Start of GIVEN TEXT
The most disturbing trend from latest monitoring of 2,190 glaciers in major river basins of India has shown that glaciers in Uttarakhand, Himachal Pradesh and Jammu and Kashmir are retreating at a much faster than the glaciers in eastern Himalayas that is northeast. Overall, 75% of glaciers are retreating.

All the 119 glaciers fall in part of Alaknanda sub-basin, a source of water for Ganga, have retreated by over 10% since 1990. Of the 29 glaciers in Gauriganga basin, another source of water for Ganga, 20 are retreating. Retreat was slowing in Bhagirathi basin but no reason was specified for that.

Ganga is mainstay for about 40% of India’s population but has witnessed lesser flow of water in recent years due to glacial retreat and construction of hydel projects in the upstream of the river.

“Ganga’s glacial basin is one of the most unstable in India,” the report based on comparison of glacial monitoring for 15 years released this week said.
End of GIVEN TEXT
Start of ITEMS
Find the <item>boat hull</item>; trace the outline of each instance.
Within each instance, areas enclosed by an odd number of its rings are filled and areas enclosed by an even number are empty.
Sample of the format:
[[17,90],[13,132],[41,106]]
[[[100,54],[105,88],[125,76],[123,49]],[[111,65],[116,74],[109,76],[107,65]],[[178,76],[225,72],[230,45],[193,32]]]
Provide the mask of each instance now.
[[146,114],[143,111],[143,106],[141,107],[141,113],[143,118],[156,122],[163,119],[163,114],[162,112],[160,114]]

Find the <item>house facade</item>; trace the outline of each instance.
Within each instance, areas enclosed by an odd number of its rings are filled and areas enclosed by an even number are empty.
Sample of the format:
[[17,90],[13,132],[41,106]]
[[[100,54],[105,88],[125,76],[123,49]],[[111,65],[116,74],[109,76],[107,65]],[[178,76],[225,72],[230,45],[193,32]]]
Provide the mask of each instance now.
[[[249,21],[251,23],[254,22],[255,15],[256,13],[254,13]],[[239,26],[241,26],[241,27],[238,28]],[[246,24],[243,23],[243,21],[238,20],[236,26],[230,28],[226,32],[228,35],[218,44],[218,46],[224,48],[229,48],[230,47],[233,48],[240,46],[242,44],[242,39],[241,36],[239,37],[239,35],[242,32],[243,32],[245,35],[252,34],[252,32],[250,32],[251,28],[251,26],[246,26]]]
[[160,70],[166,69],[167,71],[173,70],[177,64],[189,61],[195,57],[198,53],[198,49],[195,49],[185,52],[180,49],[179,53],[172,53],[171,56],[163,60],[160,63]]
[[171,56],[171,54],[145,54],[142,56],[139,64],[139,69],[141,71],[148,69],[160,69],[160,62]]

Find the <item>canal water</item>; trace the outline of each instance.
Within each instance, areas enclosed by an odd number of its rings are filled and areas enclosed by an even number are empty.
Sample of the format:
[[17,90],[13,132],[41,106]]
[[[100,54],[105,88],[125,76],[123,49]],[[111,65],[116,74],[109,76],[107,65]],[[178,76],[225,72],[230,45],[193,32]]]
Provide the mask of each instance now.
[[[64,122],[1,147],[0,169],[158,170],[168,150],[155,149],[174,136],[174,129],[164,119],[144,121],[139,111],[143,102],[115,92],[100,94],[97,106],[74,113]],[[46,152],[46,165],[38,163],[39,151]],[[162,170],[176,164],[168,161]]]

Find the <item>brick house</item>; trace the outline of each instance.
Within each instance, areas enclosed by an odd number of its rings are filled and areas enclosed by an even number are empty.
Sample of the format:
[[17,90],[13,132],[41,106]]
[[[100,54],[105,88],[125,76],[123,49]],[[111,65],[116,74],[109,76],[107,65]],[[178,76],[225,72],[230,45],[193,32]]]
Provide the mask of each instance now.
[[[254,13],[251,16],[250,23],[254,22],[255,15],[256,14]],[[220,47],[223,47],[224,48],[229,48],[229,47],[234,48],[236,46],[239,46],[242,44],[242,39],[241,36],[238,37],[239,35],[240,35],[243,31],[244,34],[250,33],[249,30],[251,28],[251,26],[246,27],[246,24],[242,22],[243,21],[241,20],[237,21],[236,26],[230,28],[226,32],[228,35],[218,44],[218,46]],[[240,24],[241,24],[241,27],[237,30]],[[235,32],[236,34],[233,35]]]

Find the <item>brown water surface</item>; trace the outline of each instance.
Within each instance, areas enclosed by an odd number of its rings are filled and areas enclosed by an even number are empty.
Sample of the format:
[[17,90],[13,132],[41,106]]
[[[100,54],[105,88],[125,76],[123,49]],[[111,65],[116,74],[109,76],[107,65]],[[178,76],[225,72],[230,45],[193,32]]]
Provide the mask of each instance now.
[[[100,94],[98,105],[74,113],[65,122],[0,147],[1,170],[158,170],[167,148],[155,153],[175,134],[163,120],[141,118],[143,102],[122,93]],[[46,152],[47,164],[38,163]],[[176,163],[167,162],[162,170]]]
End of ITEMS
## GIVEN EXERCISE 1
Rewrite the entries as a numbered list, starting at the line containing "Find the <item>brown" and running through the last line of the entries, and leave out any blank lines.
## GIVEN EXERCISE 2
Extend the text on glacier retreat in India, starting from where it stops.

## EXERCISE RESULT 1
1. Find the <item>brown water surface</item>; trace the outline of each instance.
2. Within each instance, areas enclosed by an odd number of its rings are filled and areas enclosed by an even number are empty.
3. Sample of the format:
4. [[17,90],[13,132],[41,106]]
5. [[[100,54],[105,88],[125,76],[123,49]],[[111,65],[116,74],[109,76],[107,65]],[[178,76],[225,72],[230,45],[193,32]]]
6. Provide the mask of each instance now.
7. [[[100,94],[98,105],[74,113],[65,122],[0,147],[1,170],[158,170],[167,148],[155,153],[175,134],[163,120],[141,118],[143,102],[122,93]],[[46,152],[47,164],[38,163]],[[176,163],[167,162],[162,170]]]

## EXERCISE RESULT 2
Although the monitoring done by Indian Space Research Organisation does not specify by when glaciers will melt, it says that climate change is playing it role.

Environment minister Jairam Ramesh said the important observation of the study was huge debris on western Himalayan glaciers, which is not witnessed in European glaciers.

The yearly snowfall is a major source of summer water for cities such as Delhi, Chandigarh, Lucknow because most of it melts before the onset of monsoons. “The falling snowfall should be matter of concern for your urban planners,” Ramesh said.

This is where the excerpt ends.